## Task details
Please quote exactly the opening lines of the data, from the first line to the one where "Where can you spot the turquoise" appears.

## Data
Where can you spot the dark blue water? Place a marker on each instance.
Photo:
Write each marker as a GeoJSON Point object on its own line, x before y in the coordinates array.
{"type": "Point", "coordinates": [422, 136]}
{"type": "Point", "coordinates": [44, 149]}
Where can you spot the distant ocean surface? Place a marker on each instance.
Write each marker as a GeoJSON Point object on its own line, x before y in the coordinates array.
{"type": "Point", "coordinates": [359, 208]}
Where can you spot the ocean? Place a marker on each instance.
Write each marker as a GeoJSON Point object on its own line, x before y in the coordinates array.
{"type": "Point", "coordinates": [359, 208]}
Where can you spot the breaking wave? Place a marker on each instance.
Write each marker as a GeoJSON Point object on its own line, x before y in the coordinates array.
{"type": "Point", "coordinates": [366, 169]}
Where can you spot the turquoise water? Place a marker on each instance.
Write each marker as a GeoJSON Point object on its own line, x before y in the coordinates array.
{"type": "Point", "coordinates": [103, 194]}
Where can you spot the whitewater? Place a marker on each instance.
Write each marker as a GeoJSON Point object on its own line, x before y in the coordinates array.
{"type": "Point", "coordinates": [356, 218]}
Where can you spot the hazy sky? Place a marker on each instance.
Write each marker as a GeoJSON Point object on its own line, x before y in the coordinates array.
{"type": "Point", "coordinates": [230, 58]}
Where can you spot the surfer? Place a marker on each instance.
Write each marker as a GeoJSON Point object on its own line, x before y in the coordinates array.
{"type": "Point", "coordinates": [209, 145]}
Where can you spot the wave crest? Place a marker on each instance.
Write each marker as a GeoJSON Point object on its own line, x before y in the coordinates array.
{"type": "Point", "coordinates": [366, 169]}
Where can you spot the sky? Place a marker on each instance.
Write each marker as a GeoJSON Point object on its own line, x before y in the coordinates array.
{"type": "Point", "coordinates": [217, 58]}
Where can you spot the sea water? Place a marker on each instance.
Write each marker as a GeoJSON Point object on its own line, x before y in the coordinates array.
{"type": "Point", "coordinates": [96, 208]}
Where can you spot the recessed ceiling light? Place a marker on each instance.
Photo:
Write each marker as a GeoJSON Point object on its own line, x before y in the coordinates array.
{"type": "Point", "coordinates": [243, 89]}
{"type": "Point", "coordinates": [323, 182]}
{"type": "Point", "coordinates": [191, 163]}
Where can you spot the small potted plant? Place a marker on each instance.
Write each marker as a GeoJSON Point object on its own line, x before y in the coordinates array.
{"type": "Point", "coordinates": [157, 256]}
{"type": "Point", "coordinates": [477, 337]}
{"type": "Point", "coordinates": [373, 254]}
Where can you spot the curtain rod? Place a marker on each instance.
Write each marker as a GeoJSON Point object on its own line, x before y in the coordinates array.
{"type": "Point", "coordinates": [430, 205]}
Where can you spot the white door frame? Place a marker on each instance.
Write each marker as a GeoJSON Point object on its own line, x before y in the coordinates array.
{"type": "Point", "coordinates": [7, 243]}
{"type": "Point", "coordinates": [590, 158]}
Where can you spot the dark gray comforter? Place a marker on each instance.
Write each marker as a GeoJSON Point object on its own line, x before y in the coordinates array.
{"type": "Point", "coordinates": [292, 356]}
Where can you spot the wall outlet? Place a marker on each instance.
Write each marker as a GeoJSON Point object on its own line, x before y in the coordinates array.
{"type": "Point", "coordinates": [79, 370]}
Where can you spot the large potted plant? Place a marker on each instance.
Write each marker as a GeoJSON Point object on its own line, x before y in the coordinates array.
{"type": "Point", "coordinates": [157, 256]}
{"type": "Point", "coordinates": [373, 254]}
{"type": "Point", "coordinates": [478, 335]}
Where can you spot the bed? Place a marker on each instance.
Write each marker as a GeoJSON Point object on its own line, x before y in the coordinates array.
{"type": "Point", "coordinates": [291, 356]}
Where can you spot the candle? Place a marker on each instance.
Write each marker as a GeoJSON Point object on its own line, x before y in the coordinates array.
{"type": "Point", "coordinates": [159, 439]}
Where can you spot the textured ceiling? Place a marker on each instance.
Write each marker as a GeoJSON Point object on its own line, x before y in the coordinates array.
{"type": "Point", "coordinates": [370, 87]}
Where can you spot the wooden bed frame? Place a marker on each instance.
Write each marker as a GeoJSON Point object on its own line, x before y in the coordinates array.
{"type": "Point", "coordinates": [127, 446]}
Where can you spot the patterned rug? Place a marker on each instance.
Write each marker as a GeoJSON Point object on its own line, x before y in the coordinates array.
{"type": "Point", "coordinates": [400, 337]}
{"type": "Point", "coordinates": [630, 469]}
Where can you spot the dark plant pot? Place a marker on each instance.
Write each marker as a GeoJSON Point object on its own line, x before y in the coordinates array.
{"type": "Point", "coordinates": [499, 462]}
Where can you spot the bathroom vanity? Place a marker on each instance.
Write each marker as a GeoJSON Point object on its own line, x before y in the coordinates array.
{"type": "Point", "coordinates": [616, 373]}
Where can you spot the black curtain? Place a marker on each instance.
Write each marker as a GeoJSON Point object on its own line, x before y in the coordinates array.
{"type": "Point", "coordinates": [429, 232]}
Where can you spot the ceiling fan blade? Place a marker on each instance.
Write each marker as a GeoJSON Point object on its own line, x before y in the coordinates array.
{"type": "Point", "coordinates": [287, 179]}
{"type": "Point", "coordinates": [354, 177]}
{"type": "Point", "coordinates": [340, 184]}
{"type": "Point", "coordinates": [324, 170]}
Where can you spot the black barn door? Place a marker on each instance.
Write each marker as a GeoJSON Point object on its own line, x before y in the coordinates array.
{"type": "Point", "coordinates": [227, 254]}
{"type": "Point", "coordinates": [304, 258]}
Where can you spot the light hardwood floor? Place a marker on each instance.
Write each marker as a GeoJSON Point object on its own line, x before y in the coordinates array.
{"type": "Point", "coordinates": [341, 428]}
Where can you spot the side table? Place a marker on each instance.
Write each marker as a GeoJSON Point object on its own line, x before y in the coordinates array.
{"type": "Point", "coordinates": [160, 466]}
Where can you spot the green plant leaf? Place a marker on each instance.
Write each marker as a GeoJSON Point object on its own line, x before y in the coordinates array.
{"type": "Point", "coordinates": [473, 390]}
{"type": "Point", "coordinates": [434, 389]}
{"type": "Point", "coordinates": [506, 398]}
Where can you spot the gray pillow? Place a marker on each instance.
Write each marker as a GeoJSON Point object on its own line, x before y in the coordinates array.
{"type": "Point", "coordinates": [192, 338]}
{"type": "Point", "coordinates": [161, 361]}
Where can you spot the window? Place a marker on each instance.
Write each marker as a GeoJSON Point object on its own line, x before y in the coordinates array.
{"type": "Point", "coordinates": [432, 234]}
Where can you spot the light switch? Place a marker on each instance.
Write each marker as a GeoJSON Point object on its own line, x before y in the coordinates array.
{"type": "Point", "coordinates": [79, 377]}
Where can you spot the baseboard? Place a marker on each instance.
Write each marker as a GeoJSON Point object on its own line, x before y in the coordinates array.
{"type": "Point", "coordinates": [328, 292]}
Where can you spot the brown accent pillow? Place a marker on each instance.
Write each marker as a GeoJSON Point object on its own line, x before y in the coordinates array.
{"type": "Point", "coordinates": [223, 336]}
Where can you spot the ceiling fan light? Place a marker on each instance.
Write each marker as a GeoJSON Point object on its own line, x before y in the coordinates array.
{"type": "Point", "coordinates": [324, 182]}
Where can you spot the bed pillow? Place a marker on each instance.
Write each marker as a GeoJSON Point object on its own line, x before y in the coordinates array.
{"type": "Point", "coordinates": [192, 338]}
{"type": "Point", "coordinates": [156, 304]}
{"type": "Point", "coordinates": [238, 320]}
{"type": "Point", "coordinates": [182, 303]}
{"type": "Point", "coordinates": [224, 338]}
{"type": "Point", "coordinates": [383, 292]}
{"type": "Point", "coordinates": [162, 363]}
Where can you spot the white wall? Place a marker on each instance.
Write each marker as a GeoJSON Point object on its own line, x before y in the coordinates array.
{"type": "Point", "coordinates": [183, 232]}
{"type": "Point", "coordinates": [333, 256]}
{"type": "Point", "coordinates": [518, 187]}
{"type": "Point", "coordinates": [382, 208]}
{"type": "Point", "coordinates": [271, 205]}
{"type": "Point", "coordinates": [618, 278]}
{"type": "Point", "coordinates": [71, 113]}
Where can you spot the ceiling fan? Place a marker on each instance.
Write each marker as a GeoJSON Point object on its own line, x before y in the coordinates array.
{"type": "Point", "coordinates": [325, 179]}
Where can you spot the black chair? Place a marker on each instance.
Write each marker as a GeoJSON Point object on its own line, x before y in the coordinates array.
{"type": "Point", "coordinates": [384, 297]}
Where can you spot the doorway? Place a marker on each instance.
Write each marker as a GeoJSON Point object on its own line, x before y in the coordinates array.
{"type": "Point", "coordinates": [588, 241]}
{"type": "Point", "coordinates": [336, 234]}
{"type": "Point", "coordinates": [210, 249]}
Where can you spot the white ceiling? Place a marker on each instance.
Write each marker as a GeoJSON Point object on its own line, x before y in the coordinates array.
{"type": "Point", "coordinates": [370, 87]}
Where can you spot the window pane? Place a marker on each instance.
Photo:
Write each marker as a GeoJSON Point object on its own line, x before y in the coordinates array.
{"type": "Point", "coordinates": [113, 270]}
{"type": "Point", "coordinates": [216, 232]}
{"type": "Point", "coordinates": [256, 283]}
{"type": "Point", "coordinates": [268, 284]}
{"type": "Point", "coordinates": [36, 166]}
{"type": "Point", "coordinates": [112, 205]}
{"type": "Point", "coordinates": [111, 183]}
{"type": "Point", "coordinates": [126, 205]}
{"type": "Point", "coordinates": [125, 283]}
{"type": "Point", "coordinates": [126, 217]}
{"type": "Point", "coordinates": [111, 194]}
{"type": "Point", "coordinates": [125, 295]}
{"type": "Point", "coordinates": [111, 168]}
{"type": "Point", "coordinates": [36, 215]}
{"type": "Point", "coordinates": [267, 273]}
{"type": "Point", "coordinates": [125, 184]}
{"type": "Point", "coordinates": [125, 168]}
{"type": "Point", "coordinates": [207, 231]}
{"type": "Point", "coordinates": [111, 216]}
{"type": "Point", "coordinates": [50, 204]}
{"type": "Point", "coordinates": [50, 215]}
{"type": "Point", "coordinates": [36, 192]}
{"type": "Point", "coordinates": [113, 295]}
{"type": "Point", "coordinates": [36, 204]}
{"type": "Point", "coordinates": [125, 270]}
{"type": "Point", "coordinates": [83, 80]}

## Worked solution
Where can you spot the dark blue water? Place a marker on each instance.
Photo:
Write each marker as a GeoJSON Point object on its own line, x before y in the coordinates array.
{"type": "Point", "coordinates": [422, 136]}
{"type": "Point", "coordinates": [44, 149]}
Where can you spot the distant ocean surface? Place a marker on each instance.
Write each marker as a GeoJSON Point object on its own line, x before y in the coordinates array.
{"type": "Point", "coordinates": [359, 208]}
Where can you spot the ocean? Place a marker on each instance.
Write each marker as a GeoJSON Point object on its own line, x before y in the coordinates array.
{"type": "Point", "coordinates": [359, 208]}
Where can you spot the breaking wave? Place a marker on each instance.
Write each marker as a GeoJSON Point object on its own line, x before y in the coordinates array.
{"type": "Point", "coordinates": [366, 169]}
Where can you spot the turquoise water? Place a marker on each instance.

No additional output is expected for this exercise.